(Mask labeling examples)
## Begin
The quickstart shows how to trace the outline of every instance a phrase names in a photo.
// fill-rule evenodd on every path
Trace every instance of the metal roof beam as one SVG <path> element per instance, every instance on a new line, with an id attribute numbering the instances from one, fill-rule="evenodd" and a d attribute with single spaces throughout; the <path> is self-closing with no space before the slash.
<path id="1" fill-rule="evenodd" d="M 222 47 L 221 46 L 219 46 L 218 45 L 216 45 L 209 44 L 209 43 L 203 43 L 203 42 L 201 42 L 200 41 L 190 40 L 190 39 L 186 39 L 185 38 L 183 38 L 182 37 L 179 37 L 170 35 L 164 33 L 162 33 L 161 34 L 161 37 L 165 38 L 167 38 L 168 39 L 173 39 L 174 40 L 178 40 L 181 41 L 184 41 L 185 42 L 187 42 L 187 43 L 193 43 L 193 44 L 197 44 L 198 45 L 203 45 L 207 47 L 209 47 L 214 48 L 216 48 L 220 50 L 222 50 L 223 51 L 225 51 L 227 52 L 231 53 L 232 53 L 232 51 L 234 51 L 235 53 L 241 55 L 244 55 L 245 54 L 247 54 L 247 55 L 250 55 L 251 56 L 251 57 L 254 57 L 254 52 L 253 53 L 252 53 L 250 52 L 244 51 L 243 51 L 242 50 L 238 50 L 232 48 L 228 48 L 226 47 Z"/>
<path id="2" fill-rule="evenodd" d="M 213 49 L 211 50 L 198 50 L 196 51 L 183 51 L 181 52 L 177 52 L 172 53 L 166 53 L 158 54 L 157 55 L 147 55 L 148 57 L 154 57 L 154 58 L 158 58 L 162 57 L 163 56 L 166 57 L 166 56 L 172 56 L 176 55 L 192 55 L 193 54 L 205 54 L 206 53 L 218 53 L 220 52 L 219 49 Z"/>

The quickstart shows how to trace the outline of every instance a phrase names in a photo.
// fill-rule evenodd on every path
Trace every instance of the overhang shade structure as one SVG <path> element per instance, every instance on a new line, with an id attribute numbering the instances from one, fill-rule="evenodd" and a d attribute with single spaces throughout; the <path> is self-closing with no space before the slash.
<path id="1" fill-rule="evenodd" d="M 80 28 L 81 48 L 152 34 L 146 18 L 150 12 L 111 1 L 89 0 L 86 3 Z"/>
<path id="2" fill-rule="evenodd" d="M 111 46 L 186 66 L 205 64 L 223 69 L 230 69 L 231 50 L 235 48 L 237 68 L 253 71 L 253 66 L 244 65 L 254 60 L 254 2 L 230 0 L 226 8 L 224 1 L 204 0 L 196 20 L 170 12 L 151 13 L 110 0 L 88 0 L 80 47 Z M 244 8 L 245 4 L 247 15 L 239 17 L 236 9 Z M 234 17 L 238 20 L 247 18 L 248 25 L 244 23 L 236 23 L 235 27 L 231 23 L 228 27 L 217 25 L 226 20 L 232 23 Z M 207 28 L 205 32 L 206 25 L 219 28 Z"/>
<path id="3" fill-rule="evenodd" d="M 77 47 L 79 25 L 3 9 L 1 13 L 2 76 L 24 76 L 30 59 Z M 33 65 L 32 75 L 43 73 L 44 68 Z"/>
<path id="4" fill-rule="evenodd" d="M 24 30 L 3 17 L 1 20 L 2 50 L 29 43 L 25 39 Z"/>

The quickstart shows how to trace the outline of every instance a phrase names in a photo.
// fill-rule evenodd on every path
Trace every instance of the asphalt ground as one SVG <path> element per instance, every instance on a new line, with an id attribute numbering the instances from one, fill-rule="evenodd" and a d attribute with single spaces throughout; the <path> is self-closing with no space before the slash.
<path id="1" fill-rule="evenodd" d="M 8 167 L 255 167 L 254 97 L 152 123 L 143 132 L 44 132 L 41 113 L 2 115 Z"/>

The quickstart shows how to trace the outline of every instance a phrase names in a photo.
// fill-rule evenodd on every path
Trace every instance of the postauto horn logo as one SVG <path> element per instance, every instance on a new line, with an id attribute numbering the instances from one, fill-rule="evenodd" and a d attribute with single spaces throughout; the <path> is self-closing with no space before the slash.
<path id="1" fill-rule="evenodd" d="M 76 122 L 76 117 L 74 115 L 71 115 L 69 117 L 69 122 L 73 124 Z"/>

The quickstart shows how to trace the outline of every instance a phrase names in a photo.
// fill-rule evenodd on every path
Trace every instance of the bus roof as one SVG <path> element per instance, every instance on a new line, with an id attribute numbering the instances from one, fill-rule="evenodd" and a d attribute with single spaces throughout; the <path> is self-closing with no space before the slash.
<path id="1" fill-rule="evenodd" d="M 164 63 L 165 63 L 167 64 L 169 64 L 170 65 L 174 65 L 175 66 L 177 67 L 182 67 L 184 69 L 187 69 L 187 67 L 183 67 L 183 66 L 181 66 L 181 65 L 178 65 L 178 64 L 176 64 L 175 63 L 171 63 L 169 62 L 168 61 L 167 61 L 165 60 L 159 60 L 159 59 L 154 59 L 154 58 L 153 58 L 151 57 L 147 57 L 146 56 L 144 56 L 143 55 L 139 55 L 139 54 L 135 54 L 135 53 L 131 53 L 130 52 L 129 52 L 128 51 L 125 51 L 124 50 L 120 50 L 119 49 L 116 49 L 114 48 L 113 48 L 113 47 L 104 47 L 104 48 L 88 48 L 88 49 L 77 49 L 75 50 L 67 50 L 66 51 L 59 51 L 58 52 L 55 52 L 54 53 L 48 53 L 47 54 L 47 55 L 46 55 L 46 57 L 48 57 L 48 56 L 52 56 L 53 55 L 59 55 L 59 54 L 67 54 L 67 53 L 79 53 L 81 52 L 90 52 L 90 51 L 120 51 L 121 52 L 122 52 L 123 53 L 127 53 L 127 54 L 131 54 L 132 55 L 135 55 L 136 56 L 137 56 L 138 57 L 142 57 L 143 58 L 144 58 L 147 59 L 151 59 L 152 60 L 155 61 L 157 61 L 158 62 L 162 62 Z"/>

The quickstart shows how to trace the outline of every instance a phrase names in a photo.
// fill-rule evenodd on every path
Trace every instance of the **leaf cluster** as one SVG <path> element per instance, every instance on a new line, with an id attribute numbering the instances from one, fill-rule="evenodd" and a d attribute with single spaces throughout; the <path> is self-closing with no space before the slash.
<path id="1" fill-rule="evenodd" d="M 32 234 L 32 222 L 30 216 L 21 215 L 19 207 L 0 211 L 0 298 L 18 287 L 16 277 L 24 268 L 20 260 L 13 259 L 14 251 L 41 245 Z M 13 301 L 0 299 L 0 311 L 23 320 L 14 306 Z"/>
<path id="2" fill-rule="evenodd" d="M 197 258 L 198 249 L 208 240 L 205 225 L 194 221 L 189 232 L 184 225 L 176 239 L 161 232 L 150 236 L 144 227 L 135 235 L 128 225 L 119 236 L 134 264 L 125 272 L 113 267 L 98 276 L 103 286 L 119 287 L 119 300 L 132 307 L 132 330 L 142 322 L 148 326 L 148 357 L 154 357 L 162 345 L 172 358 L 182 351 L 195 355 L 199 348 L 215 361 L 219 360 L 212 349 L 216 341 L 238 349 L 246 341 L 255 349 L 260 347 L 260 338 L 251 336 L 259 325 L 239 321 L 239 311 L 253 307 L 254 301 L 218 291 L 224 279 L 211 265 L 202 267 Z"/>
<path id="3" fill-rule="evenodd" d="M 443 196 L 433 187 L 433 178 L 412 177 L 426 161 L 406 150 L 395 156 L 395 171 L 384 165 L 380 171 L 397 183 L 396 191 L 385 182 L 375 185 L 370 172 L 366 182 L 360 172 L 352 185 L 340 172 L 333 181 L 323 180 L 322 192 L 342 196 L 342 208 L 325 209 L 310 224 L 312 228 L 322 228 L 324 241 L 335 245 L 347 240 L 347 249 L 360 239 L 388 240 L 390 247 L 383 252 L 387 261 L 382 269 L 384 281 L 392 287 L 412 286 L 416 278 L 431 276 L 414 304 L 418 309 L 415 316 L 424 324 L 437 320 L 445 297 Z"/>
## End
> GOAL OF THE EXERCISE
Turn the data above, from its first line through the line containing "213 49 L 211" inclusive, into a numbered list with one line per item, leaving out any blank lines.

> SOLUTION FOR THIS PROBLEM
1. The quickstart shows how to trace the outline of every instance a phrase names in a photo.
2. // fill-rule evenodd on every path
3. Trace every instance of the metal roof beam as one SVG <path> element per instance, every instance on a new line, with an id attribute numbering the instances from one, fill-rule="evenodd" and a d attribute with single spaces throughout; the <path> is self-closing with no space before the slash.
4. <path id="1" fill-rule="evenodd" d="M 222 47 L 221 46 L 219 46 L 218 45 L 216 45 L 209 44 L 209 43 L 203 43 L 203 42 L 201 42 L 200 41 L 190 40 L 190 39 L 186 39 L 185 38 L 183 38 L 182 37 L 179 37 L 170 35 L 164 33 L 162 33 L 161 34 L 161 37 L 165 38 L 167 38 L 168 39 L 173 39 L 174 40 L 178 40 L 181 41 L 184 41 L 185 42 L 187 42 L 187 43 L 193 43 L 193 44 L 197 44 L 198 45 L 203 45 L 207 47 L 209 47 L 214 48 L 216 48 L 220 50 L 222 50 L 223 51 L 225 51 L 227 52 L 231 53 L 232 53 L 232 51 L 234 51 L 235 53 L 241 55 L 244 55 L 245 54 L 247 54 L 247 55 L 250 55 L 251 56 L 251 57 L 254 57 L 254 52 L 253 53 L 252 53 L 250 52 L 244 51 L 243 51 L 242 50 L 238 50 L 232 48 L 228 48 L 226 47 Z"/>
5. <path id="2" fill-rule="evenodd" d="M 213 49 L 211 50 L 198 50 L 196 51 L 183 51 L 181 52 L 177 52 L 172 53 L 166 53 L 158 54 L 157 55 L 147 55 L 148 57 L 154 57 L 154 58 L 158 58 L 162 57 L 163 56 L 166 57 L 166 56 L 172 56 L 176 55 L 192 55 L 193 54 L 205 54 L 206 53 L 218 53 L 220 52 L 219 49 Z"/>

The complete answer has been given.